【实战】DataX 是什么及使用场景
介绍
DataX 是阿里巴巴集团开源的一个数据同步工具,用于实现不同数据源之间的数据同步和迁移。它提供了一个框架,通过插件的形式支持各种数据源,如 MySQL、Oracle、HDFS、HBase 等。DataX 的核心设计理念是"简单、可靠、高效",旨在解决大数据领域复杂的数据同步问题。
DataX 的特点
- 插件化:DataX采用插件化架构,可以方便地扩展支持更多的数据源。
- 高性能:DataX针对大量数据的传输做了优化,支持多线程并发读取、写入,以及数据的批量传输。
- 稳定性:DataX提供了完善的错误处理机制和重试机制,确保数据同步的可靠性。
- 易用性:DataX提供了简单易用的命令行工具和JSON配置文件,用户可以轻松地定义数据同步任务。
DataX 的使用场景
1. 数据迁移
当企业需要将数据从旧的数据存储系统迁移到新的数据存储系统时,DataX可以作为一个高效的数据迁移工具。通过配置不同的数据源插件,DataX可以方便地实现数据在不同系统之间的迁移。
2. 数据备份
DataX也可以用于数据的备份。企业可以定期使用DataX将数据从生产环境同步到备份环境,以确保数据的可靠性。同时,DataX的高性能和稳定性也保证了备份过程的高效和可靠。
3. 数据同步
DataX可以实现不同数据源之间的数据同步。例如,企业可能需要在MySQL数据库和HBase之间保持数据的实时同步,以支持在线分析和实时查询。DataX可以帮助企业实现这种跨数据源的数据同步。
4. 数据交换
在分布式系统中,不同系统之间可能需要共享数据。DataX可以作为一个数据交换工具,将数据从一个系统同步到另一个系统。通过配置不同的数据源插件,DataX可以支持各种类型的数据交换需求。
5. 数据集成
对于需要集成多个数据源进行大数据分析的场景,DataX也可以提供有力的支持。企业可以使用DataX将多个数据源的数据集成到一个统一的数据存储系统中,以便进行后续的数据分析和挖掘。

■ ■ ■ ■

▶ _任务_
请把上面介绍 DataX 的文章中从“DataX 的使用场景”开始、一直到“实现这种跨数据源的数据同步。”的部分原样抄录下来。

■ ■ ■ ■

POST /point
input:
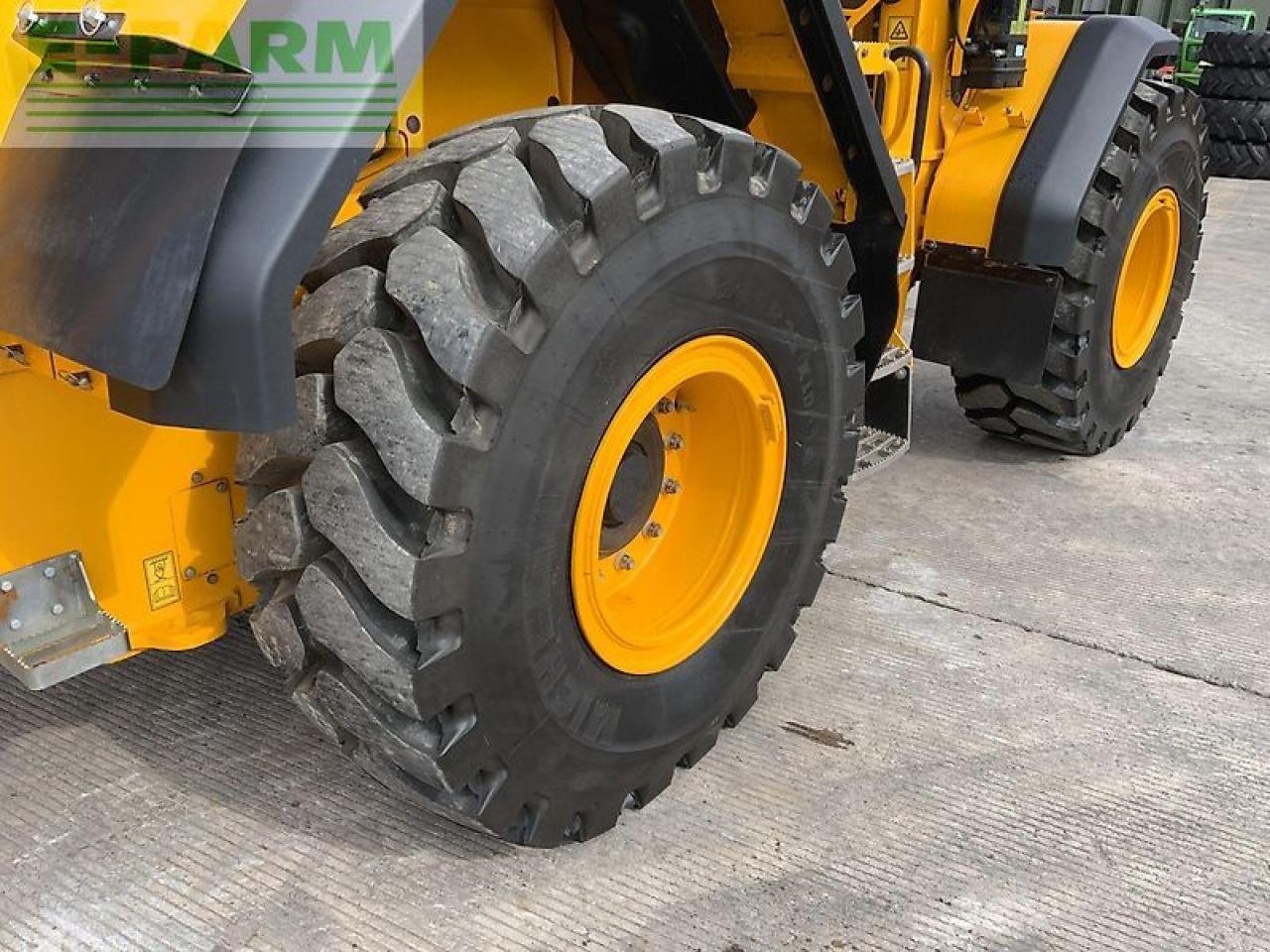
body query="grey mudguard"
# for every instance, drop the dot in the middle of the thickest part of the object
(171, 263)
(1040, 206)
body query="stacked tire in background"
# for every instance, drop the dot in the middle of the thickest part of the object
(1236, 90)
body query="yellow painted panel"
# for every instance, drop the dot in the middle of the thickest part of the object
(198, 24)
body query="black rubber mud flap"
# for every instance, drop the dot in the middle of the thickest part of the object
(173, 270)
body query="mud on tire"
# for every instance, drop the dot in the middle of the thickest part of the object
(460, 349)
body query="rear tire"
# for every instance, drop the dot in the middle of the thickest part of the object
(1086, 403)
(458, 354)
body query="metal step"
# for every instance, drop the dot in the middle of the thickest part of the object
(51, 626)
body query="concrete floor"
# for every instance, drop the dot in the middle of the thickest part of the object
(1052, 678)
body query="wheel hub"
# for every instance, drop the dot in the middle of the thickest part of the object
(679, 506)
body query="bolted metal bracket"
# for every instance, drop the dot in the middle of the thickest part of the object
(51, 626)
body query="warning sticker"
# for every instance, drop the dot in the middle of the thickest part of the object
(162, 581)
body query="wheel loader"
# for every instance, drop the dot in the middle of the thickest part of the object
(506, 361)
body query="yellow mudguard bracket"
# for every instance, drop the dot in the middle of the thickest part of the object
(987, 134)
(149, 509)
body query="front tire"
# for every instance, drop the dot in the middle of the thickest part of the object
(462, 349)
(1105, 357)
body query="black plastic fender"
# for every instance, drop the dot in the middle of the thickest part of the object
(1040, 207)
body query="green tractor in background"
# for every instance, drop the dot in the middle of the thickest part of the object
(1205, 21)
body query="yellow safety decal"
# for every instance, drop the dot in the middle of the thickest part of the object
(162, 581)
(899, 30)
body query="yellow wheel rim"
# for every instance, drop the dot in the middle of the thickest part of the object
(679, 506)
(1146, 278)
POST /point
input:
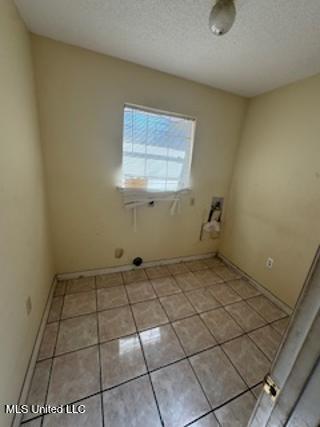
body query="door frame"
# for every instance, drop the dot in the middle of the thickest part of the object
(296, 358)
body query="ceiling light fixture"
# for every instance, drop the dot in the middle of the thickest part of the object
(222, 17)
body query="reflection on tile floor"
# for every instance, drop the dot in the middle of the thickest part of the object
(186, 344)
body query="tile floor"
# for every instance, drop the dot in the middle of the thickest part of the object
(186, 344)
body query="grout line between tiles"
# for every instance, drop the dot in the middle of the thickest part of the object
(170, 322)
(146, 364)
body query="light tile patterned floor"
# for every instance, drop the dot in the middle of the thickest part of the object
(186, 344)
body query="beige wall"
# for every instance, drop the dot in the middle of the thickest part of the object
(274, 206)
(25, 261)
(81, 97)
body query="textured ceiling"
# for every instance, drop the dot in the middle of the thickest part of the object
(273, 42)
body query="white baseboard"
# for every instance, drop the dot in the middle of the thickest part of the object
(258, 286)
(33, 358)
(127, 267)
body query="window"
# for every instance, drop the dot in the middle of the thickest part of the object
(157, 150)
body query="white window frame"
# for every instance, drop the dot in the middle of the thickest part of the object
(159, 193)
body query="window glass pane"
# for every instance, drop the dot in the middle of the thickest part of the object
(157, 150)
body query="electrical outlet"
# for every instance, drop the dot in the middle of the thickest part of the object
(269, 263)
(118, 253)
(28, 305)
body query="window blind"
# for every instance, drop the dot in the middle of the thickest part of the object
(157, 150)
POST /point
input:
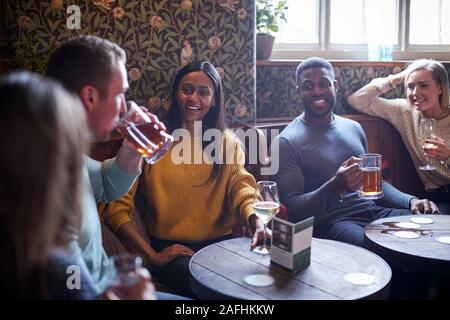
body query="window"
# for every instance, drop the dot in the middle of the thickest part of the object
(340, 29)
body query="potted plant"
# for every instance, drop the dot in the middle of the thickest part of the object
(268, 13)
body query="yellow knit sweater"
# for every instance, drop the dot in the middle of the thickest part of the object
(181, 206)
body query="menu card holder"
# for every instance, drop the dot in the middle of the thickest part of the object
(291, 244)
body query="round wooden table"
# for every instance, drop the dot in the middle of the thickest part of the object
(424, 253)
(217, 272)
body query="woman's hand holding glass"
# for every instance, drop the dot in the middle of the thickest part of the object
(266, 206)
(440, 150)
(427, 133)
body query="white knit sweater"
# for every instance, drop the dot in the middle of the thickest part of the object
(406, 120)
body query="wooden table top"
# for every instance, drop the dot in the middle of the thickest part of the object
(217, 272)
(422, 252)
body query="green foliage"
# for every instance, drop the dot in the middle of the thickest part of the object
(268, 13)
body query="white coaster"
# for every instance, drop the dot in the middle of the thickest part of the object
(405, 234)
(444, 239)
(407, 225)
(421, 220)
(359, 279)
(258, 280)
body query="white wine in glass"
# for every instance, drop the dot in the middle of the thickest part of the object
(427, 131)
(266, 208)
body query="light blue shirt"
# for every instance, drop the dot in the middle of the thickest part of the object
(102, 182)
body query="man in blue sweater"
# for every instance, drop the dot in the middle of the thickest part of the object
(94, 69)
(319, 164)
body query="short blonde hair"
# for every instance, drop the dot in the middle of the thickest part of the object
(438, 73)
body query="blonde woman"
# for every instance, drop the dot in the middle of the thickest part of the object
(427, 96)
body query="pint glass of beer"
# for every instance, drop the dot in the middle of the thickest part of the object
(370, 166)
(149, 140)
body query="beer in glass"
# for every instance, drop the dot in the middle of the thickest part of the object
(370, 167)
(148, 139)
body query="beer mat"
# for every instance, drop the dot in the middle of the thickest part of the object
(258, 280)
(421, 220)
(359, 279)
(405, 234)
(444, 239)
(407, 225)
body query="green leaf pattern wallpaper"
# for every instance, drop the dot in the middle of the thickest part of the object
(158, 36)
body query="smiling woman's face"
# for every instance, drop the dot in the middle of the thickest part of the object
(195, 96)
(422, 91)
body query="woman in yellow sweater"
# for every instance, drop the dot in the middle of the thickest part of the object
(195, 194)
(427, 96)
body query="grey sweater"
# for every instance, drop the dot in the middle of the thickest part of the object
(310, 155)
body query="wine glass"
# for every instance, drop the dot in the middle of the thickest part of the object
(427, 131)
(266, 207)
(123, 273)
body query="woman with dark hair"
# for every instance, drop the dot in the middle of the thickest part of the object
(427, 96)
(43, 134)
(196, 193)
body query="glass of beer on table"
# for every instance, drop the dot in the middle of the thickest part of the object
(370, 167)
(148, 138)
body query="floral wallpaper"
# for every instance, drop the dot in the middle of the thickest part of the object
(276, 95)
(159, 37)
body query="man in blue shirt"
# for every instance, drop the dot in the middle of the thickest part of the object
(94, 69)
(319, 164)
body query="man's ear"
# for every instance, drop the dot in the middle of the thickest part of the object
(89, 95)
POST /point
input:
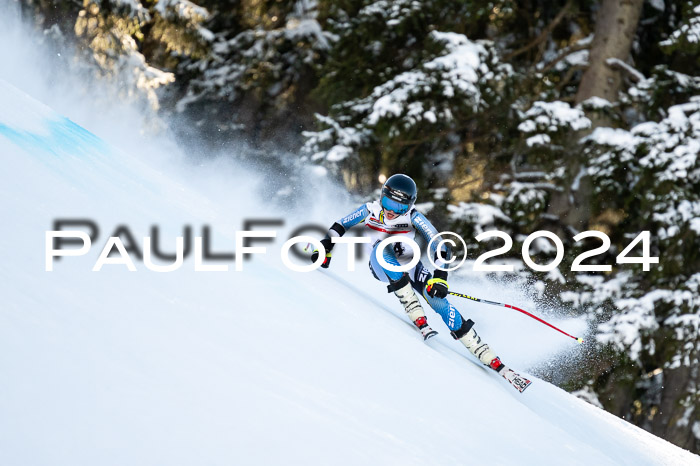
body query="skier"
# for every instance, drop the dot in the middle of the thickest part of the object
(394, 214)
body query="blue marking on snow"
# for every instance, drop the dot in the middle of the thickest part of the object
(62, 138)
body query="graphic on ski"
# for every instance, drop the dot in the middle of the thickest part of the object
(516, 380)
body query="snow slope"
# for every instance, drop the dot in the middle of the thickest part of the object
(263, 366)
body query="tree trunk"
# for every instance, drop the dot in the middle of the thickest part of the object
(615, 27)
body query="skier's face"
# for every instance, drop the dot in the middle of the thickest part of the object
(390, 214)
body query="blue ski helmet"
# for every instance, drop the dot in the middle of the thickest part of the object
(399, 193)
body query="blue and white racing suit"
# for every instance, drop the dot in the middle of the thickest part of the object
(377, 227)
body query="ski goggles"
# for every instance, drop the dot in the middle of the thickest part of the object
(394, 206)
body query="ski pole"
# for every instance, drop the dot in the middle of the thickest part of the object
(494, 303)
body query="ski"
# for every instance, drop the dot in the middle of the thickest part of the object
(516, 380)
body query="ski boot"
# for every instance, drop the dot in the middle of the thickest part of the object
(404, 291)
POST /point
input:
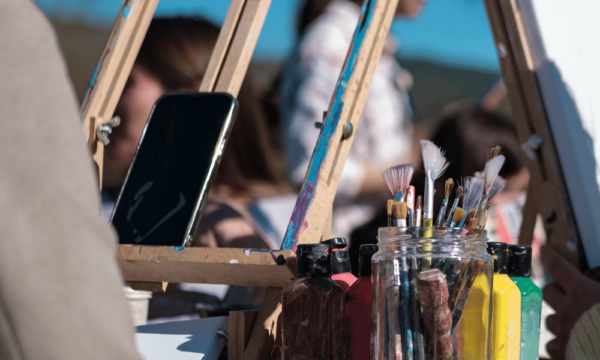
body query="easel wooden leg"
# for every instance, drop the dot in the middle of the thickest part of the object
(529, 220)
(240, 328)
(265, 327)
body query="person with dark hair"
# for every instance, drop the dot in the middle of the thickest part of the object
(173, 57)
(249, 206)
(383, 137)
(61, 292)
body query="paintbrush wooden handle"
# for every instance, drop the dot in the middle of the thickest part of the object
(432, 292)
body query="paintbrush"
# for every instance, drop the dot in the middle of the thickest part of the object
(472, 195)
(432, 293)
(394, 315)
(492, 168)
(399, 214)
(397, 178)
(418, 211)
(435, 164)
(406, 324)
(459, 192)
(409, 197)
(494, 152)
(449, 186)
(459, 215)
(415, 309)
(497, 186)
(389, 208)
(475, 267)
(471, 221)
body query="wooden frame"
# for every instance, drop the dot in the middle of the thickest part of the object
(547, 194)
(112, 71)
(150, 267)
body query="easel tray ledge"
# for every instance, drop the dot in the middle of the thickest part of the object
(230, 266)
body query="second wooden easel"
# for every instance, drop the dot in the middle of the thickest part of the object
(151, 268)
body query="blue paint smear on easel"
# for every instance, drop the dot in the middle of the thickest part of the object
(297, 222)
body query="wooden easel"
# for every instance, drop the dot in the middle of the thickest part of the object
(519, 74)
(151, 268)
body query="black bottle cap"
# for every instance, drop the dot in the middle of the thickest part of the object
(336, 243)
(519, 261)
(499, 252)
(340, 262)
(313, 260)
(364, 259)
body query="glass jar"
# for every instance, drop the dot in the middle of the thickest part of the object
(431, 294)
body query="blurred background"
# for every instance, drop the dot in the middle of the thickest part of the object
(449, 48)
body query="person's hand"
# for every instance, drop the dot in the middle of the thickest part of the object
(570, 294)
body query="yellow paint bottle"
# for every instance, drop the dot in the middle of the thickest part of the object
(473, 329)
(506, 308)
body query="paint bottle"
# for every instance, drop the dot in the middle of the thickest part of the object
(506, 308)
(519, 270)
(358, 308)
(340, 259)
(472, 331)
(312, 308)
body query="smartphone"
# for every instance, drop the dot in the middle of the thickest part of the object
(173, 168)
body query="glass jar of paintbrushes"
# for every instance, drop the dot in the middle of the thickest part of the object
(431, 294)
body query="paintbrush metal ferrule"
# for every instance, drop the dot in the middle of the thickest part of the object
(452, 210)
(428, 200)
(442, 212)
(481, 206)
(462, 223)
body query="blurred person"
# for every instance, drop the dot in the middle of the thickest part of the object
(61, 293)
(466, 134)
(576, 300)
(384, 135)
(249, 206)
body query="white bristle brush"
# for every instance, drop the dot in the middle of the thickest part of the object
(492, 168)
(435, 164)
(397, 178)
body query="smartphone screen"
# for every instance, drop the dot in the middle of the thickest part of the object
(173, 167)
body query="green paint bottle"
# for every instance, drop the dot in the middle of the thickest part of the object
(519, 270)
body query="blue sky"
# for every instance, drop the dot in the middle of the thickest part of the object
(452, 32)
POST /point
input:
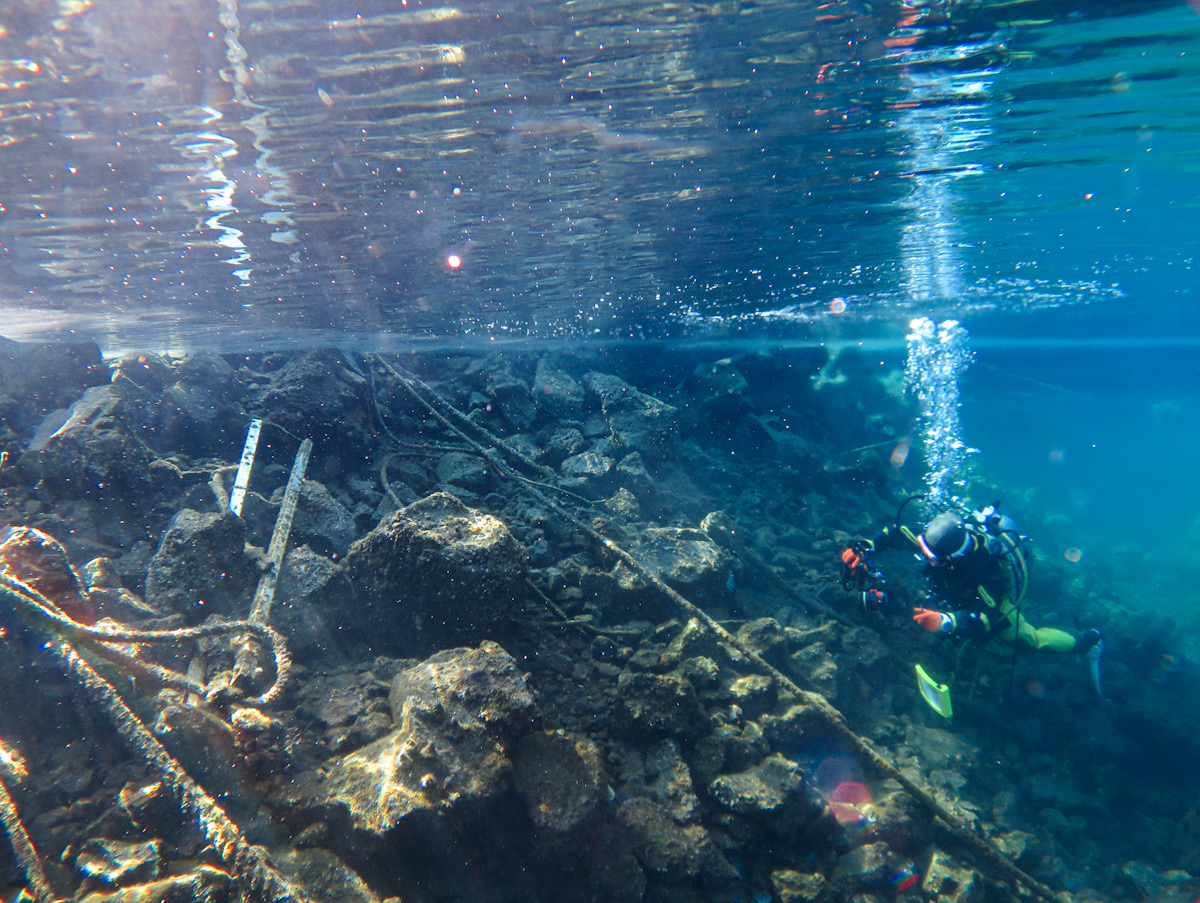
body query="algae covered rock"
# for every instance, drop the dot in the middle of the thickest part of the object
(90, 448)
(453, 712)
(670, 850)
(436, 573)
(948, 881)
(201, 567)
(561, 779)
(637, 420)
(657, 705)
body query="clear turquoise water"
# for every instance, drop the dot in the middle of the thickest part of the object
(274, 174)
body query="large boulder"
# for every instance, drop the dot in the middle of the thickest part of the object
(455, 715)
(637, 420)
(201, 567)
(36, 378)
(91, 449)
(436, 573)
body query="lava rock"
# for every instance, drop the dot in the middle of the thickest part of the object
(657, 705)
(117, 862)
(317, 395)
(685, 560)
(637, 420)
(312, 600)
(201, 567)
(447, 753)
(673, 851)
(561, 779)
(557, 393)
(37, 378)
(321, 520)
(467, 471)
(791, 886)
(767, 789)
(39, 561)
(205, 884)
(90, 449)
(436, 572)
(947, 881)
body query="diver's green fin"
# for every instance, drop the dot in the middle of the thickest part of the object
(936, 694)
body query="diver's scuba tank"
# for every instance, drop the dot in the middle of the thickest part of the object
(1002, 539)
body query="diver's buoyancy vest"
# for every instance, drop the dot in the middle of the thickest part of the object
(1000, 536)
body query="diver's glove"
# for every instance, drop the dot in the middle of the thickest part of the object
(934, 621)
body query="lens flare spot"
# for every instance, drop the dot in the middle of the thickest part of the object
(851, 803)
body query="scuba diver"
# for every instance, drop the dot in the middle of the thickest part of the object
(977, 573)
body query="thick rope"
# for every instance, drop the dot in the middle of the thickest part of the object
(18, 835)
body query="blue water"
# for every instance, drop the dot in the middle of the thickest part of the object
(771, 172)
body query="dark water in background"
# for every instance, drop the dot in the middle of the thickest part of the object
(227, 174)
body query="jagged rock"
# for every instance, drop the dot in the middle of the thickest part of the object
(685, 560)
(348, 710)
(324, 875)
(316, 395)
(468, 686)
(205, 884)
(669, 781)
(815, 668)
(436, 572)
(453, 712)
(789, 886)
(754, 694)
(313, 600)
(637, 420)
(673, 851)
(587, 472)
(37, 378)
(201, 567)
(117, 862)
(765, 790)
(40, 561)
(657, 705)
(149, 806)
(467, 471)
(624, 504)
(559, 443)
(870, 866)
(561, 779)
(765, 637)
(89, 449)
(947, 881)
(321, 520)
(557, 393)
(631, 474)
(190, 417)
(510, 398)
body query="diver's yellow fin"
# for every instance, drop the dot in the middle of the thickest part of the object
(936, 694)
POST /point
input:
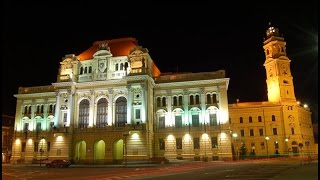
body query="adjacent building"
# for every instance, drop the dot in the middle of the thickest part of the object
(280, 125)
(7, 137)
(111, 104)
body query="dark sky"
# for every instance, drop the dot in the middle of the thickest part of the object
(180, 36)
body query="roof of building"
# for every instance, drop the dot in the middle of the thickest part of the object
(118, 47)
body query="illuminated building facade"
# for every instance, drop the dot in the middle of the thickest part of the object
(112, 104)
(280, 125)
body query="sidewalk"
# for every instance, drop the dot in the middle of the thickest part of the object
(305, 171)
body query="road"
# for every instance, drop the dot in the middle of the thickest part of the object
(251, 169)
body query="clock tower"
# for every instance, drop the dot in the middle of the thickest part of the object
(279, 79)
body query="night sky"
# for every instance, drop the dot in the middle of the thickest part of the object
(181, 36)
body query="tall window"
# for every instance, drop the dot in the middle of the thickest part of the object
(48, 146)
(213, 119)
(38, 128)
(241, 119)
(162, 145)
(175, 101)
(36, 146)
(25, 109)
(251, 132)
(180, 100)
(26, 127)
(196, 143)
(178, 121)
(197, 99)
(121, 112)
(84, 114)
(195, 120)
(261, 132)
(138, 114)
(275, 131)
(208, 99)
(162, 122)
(242, 132)
(158, 102)
(214, 142)
(191, 100)
(81, 70)
(23, 147)
(102, 113)
(164, 102)
(214, 98)
(179, 143)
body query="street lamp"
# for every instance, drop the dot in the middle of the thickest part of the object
(41, 149)
(267, 138)
(286, 143)
(125, 134)
(235, 135)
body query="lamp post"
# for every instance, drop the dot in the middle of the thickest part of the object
(41, 150)
(267, 139)
(125, 134)
(286, 143)
(235, 135)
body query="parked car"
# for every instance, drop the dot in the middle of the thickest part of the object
(58, 163)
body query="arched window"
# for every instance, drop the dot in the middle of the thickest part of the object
(191, 100)
(53, 108)
(121, 66)
(38, 109)
(197, 99)
(121, 112)
(214, 98)
(25, 109)
(84, 114)
(164, 101)
(241, 119)
(102, 113)
(158, 102)
(180, 100)
(208, 99)
(175, 101)
(81, 70)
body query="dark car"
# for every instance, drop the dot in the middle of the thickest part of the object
(58, 163)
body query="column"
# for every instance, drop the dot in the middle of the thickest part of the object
(185, 106)
(91, 108)
(57, 110)
(129, 105)
(143, 103)
(110, 107)
(203, 106)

■ ■ ■ ■

▶ _解答如下_
DataX 的使用场景
1. 数据迁移
当企业需要将数据从旧的数据存储系统迁移到新的数据存储系统时,DataX可以作为一个高效的数据迁移工具。通过配置不同的数据源插件,DataX可以方便地实现数据在不同系统之间的迁移。
2. 数据备份
DataX也可以用于数据的备份。企业可以定期使用DataX将数据从生产环境同步到备份环境,以确保数据的可靠性。同时,DataX的高性能和稳定性也保证了备份过程的高效和可靠。
3. 数据同步
DataX可以实现不同数据源之间的数据同步。例如,企业可能需要在MySQL数据库和HBase之间保持数据的实时同步,以支持在线分析和实时查询。DataX可以帮助企业实现这种跨数据源的数据同步。